**Set task**
Find every row below that contains the word "tree", and copy each of those rows in full.

(Records from a collection)
......
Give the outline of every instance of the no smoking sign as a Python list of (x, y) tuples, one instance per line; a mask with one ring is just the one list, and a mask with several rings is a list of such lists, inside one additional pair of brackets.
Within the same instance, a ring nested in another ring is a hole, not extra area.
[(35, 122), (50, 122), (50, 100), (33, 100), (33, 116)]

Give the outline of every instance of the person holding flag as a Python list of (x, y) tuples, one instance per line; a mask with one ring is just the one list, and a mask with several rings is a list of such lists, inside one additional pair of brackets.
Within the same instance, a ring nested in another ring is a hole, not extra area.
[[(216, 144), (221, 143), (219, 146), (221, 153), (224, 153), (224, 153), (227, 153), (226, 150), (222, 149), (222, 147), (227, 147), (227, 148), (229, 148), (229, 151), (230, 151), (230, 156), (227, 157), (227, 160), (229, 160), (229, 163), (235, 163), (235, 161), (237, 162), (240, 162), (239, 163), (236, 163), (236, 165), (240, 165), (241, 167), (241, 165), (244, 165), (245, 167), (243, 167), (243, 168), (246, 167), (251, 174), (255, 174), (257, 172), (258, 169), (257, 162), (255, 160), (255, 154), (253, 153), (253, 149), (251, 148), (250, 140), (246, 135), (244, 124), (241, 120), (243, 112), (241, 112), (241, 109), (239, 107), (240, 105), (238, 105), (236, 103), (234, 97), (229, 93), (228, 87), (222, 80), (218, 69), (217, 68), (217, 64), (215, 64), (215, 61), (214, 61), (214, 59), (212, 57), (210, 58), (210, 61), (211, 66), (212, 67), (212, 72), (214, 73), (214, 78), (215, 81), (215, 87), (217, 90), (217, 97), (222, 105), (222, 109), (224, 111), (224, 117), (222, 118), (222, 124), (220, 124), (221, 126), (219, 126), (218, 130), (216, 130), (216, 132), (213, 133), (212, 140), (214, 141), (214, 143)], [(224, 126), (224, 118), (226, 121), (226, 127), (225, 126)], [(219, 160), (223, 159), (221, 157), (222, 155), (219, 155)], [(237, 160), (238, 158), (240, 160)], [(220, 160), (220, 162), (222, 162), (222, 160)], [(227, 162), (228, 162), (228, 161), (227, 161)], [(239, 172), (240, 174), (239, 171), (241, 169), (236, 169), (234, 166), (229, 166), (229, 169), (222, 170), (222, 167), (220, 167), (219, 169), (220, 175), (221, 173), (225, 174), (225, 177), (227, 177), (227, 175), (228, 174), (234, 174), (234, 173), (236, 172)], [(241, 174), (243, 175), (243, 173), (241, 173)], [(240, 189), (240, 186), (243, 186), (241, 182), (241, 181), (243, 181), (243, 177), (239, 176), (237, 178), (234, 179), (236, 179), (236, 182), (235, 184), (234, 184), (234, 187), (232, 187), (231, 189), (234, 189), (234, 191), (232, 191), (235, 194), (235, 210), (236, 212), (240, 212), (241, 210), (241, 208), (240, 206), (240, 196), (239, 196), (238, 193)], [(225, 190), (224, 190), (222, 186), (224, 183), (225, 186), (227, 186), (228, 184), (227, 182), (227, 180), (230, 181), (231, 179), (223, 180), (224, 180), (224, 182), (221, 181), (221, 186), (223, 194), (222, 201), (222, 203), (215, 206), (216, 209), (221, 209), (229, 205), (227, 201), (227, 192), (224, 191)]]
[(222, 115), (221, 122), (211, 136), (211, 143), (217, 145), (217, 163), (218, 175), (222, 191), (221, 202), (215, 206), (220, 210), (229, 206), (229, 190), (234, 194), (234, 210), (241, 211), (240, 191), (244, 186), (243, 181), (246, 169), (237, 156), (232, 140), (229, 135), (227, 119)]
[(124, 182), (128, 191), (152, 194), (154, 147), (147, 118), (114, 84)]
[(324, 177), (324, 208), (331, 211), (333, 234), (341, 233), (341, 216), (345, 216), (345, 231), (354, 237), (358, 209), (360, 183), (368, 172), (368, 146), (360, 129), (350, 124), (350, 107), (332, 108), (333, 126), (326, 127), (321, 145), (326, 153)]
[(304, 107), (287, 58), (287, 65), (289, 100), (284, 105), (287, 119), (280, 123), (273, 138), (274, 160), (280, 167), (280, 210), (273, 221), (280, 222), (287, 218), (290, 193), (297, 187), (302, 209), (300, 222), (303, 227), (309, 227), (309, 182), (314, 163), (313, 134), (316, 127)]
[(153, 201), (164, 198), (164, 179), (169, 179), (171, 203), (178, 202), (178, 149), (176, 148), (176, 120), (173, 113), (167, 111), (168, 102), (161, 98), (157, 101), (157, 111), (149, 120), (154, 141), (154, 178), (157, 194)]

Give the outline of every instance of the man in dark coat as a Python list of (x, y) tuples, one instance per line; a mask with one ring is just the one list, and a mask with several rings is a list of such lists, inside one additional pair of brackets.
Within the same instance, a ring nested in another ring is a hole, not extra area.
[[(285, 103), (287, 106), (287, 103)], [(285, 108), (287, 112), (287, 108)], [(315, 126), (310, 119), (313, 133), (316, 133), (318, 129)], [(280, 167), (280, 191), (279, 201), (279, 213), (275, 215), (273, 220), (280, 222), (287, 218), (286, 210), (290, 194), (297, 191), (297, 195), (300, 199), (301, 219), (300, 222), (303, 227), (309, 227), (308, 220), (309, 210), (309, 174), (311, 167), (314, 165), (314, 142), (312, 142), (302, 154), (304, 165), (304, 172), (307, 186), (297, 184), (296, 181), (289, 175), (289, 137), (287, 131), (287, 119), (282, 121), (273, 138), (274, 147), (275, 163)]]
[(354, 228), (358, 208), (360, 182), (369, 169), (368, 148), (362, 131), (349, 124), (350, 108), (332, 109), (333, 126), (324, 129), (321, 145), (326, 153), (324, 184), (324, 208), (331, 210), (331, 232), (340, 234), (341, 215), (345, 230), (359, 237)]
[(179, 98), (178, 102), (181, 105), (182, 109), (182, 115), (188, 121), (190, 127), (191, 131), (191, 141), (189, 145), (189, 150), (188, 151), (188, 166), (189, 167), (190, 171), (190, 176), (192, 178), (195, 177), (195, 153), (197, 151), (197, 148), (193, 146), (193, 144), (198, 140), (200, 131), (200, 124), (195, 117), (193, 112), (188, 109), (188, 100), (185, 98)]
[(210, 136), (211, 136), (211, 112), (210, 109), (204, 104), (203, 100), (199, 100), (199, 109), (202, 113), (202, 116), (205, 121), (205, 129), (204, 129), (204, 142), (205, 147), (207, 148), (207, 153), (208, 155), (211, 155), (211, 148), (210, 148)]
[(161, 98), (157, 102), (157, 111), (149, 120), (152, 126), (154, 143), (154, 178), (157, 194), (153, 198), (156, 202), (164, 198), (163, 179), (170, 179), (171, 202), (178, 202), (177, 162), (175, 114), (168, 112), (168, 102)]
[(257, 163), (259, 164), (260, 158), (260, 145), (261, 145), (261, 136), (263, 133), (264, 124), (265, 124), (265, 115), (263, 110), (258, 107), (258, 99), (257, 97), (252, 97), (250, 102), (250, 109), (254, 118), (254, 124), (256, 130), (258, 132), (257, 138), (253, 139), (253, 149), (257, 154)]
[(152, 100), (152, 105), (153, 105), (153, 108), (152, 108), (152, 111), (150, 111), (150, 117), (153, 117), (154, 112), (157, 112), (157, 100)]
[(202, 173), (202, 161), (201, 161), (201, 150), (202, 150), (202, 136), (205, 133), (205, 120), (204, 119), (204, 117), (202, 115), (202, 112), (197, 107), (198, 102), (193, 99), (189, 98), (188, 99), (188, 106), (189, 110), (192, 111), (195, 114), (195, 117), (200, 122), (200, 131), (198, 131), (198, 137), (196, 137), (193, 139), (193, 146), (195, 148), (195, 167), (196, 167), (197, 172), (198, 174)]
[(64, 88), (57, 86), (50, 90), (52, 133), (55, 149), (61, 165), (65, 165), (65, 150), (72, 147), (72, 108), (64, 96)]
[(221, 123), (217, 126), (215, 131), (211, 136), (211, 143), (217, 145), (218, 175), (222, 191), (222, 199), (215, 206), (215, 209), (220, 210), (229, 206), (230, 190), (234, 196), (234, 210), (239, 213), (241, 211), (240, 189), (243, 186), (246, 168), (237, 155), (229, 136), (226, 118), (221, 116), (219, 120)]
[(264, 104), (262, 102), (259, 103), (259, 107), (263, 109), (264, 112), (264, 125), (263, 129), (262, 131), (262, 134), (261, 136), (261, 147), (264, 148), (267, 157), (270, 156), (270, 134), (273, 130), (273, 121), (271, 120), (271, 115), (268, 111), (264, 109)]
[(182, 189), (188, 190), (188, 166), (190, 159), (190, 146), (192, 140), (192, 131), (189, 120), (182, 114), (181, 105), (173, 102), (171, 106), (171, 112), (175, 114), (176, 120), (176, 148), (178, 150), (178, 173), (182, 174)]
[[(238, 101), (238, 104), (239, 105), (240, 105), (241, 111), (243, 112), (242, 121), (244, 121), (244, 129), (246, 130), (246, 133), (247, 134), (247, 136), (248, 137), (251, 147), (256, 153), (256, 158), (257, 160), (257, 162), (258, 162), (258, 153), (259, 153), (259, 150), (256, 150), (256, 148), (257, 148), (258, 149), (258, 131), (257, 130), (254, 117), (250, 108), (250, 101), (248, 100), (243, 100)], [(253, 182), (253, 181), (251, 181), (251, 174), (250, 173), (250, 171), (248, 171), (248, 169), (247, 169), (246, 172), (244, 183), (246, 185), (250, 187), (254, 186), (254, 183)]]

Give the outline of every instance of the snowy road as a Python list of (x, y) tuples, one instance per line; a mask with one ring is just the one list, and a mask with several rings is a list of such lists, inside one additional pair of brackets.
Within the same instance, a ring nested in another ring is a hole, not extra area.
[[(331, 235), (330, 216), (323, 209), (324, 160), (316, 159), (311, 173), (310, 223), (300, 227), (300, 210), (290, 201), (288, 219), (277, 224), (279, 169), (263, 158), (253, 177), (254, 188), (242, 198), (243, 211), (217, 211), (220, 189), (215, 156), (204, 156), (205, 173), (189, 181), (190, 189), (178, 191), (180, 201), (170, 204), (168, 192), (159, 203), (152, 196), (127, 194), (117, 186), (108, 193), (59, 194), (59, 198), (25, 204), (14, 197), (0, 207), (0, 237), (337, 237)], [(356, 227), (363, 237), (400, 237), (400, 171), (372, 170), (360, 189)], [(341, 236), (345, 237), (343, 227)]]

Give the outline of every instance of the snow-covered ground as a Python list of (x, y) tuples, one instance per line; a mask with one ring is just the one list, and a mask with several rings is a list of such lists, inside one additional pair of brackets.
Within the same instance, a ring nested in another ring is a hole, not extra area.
......
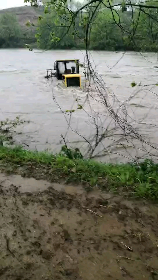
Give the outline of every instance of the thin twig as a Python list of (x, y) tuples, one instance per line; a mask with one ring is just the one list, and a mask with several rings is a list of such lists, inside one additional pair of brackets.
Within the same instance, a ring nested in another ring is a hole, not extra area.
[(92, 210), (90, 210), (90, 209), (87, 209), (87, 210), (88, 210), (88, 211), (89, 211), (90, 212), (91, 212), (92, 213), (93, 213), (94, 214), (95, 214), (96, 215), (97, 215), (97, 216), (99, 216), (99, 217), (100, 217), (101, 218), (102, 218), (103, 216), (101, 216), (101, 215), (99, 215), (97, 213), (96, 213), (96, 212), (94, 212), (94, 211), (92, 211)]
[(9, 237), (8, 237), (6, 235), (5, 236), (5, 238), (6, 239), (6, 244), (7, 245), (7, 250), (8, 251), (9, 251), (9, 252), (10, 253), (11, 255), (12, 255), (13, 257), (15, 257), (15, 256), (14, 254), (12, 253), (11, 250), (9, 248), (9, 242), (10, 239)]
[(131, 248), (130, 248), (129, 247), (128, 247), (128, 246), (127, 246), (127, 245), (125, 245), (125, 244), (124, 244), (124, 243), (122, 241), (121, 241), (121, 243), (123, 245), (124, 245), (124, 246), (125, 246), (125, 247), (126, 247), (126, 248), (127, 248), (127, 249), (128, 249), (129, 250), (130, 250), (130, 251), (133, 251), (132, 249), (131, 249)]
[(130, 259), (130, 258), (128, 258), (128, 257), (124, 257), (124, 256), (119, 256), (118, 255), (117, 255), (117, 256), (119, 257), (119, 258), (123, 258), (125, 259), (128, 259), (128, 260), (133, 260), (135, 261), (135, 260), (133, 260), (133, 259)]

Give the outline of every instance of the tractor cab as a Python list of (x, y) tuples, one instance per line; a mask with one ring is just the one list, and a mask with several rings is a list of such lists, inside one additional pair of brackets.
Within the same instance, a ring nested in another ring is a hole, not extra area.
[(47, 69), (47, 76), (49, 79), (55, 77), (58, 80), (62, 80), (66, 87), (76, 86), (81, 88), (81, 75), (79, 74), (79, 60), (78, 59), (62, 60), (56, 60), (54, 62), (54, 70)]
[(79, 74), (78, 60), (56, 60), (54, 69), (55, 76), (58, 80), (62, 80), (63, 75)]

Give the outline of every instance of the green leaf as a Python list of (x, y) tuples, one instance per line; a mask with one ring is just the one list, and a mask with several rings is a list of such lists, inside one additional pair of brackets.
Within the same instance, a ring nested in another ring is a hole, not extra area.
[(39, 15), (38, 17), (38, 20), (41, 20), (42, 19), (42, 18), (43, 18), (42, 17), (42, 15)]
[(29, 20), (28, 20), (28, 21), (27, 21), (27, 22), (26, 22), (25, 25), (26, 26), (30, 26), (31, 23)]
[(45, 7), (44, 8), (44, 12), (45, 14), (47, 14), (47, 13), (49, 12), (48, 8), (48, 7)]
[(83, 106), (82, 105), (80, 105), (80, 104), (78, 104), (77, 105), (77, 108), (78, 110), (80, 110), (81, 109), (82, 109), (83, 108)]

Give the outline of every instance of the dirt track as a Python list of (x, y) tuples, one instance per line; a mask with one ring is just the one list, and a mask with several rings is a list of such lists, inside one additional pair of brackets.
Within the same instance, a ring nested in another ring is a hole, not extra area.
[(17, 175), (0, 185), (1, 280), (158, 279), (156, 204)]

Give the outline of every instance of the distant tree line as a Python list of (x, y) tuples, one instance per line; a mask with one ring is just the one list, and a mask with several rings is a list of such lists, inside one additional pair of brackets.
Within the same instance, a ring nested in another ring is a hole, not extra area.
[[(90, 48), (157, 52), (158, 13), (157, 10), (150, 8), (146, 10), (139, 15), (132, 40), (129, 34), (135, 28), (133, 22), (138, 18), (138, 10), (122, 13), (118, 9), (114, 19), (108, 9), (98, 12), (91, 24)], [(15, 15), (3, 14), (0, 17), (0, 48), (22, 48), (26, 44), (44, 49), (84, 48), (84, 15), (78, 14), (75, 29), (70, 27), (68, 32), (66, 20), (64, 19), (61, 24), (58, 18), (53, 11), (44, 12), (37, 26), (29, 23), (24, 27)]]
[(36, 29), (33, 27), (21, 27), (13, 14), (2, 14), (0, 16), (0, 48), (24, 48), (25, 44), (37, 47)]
......
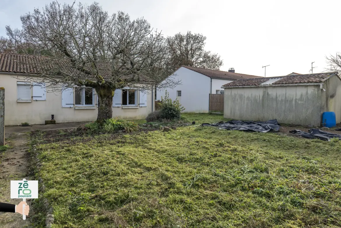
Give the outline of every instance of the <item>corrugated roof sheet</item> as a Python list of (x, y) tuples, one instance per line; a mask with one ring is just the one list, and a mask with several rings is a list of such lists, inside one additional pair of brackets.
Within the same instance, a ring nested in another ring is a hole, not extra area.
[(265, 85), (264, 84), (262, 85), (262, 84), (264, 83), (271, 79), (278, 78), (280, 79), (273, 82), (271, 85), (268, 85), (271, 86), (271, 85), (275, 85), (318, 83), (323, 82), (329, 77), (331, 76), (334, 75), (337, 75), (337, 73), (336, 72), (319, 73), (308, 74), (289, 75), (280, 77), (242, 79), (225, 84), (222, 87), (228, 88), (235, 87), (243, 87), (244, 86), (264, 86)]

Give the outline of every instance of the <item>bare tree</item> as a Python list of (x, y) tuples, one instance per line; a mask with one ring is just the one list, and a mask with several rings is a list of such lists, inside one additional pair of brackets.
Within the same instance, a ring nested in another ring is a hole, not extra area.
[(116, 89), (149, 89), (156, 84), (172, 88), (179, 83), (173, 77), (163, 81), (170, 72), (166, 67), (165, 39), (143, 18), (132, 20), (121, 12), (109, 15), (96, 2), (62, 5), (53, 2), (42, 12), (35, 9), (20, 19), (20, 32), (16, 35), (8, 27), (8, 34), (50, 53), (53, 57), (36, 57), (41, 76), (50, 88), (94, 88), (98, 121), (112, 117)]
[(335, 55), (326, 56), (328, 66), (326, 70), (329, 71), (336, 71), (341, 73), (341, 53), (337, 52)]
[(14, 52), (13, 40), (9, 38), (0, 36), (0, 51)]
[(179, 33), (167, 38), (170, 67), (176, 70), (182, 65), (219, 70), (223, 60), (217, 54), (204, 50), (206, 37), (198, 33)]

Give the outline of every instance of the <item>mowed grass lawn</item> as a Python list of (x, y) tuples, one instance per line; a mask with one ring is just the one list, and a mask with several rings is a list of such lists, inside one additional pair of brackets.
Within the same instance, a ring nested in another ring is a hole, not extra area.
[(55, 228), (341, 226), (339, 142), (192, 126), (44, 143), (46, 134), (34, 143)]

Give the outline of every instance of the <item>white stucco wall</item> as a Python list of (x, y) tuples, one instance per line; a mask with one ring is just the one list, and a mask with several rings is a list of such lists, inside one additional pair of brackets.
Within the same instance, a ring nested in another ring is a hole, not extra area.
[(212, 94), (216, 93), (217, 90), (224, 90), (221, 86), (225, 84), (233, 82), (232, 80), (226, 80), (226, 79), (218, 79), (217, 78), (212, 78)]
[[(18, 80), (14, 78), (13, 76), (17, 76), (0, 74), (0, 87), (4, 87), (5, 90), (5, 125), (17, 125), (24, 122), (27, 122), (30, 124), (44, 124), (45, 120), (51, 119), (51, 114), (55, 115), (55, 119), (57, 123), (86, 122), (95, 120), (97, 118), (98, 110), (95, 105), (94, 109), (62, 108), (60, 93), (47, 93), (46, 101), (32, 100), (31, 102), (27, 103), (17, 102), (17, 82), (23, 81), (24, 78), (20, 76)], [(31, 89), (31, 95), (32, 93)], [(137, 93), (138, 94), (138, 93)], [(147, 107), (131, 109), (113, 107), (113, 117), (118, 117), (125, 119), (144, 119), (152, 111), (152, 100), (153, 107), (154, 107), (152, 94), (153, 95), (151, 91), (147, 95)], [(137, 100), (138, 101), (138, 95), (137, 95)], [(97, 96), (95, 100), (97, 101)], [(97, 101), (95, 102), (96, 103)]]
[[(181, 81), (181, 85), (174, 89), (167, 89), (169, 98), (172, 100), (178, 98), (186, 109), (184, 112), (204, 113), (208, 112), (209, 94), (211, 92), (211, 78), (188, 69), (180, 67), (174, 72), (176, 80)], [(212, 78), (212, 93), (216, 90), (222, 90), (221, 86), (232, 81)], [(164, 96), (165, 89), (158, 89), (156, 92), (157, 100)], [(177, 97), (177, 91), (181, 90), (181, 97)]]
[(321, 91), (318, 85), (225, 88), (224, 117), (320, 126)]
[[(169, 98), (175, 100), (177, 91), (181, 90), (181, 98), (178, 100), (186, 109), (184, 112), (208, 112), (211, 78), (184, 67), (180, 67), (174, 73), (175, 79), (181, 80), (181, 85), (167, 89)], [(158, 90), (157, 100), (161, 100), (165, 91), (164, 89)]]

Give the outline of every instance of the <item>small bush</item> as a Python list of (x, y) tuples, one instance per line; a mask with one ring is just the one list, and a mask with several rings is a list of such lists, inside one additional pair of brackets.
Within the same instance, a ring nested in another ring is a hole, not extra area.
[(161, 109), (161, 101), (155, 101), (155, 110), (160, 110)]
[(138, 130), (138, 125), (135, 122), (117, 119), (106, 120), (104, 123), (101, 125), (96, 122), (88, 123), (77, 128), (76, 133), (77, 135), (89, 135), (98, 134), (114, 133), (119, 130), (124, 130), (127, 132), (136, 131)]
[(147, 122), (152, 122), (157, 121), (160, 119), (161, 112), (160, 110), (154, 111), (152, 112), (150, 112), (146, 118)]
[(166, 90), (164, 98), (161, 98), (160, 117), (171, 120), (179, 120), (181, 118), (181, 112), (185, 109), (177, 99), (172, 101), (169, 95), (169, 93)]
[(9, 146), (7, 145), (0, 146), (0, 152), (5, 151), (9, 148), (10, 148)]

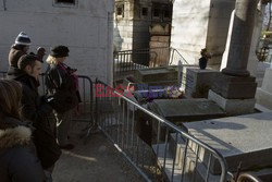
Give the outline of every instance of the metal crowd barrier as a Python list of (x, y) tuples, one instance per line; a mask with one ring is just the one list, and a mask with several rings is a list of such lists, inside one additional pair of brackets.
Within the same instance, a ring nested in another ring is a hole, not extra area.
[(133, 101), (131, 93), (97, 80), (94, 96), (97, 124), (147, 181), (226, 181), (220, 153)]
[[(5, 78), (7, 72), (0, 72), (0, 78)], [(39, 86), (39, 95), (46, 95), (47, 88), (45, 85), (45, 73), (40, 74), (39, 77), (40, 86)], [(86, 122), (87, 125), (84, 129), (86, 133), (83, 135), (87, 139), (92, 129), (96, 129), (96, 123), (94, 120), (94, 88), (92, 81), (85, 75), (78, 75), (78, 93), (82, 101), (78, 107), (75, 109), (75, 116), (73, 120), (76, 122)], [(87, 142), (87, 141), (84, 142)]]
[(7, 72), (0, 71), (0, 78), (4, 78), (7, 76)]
......
**Response to this task**
Give the outline of every instance of the distant tree line as a Python list of (x, y) tuples, one instance per line; a mask with one ring is just the one list, and a mask with several rings is a list of such lists, inside one additional pair of brackets.
Give the outline of every instance of the <item>bare tree</item> as a Python list of (x, y) tuples, one instance per line; a mask with one ring is just the one list, and a mask with several rings is a list of such lists, inside one additional pair of brackets.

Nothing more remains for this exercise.